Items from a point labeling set
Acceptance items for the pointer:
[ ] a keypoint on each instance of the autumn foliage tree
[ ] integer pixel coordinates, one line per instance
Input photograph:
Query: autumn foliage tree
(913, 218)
---
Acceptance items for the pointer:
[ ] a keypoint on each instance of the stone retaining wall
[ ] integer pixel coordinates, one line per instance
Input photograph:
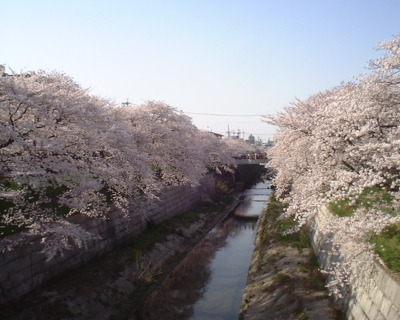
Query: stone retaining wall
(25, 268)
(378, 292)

▸ **Problem description**
Count how many lines in the items above contain the string "keypoint", and reply with the number only.

▸ **Expected output**
2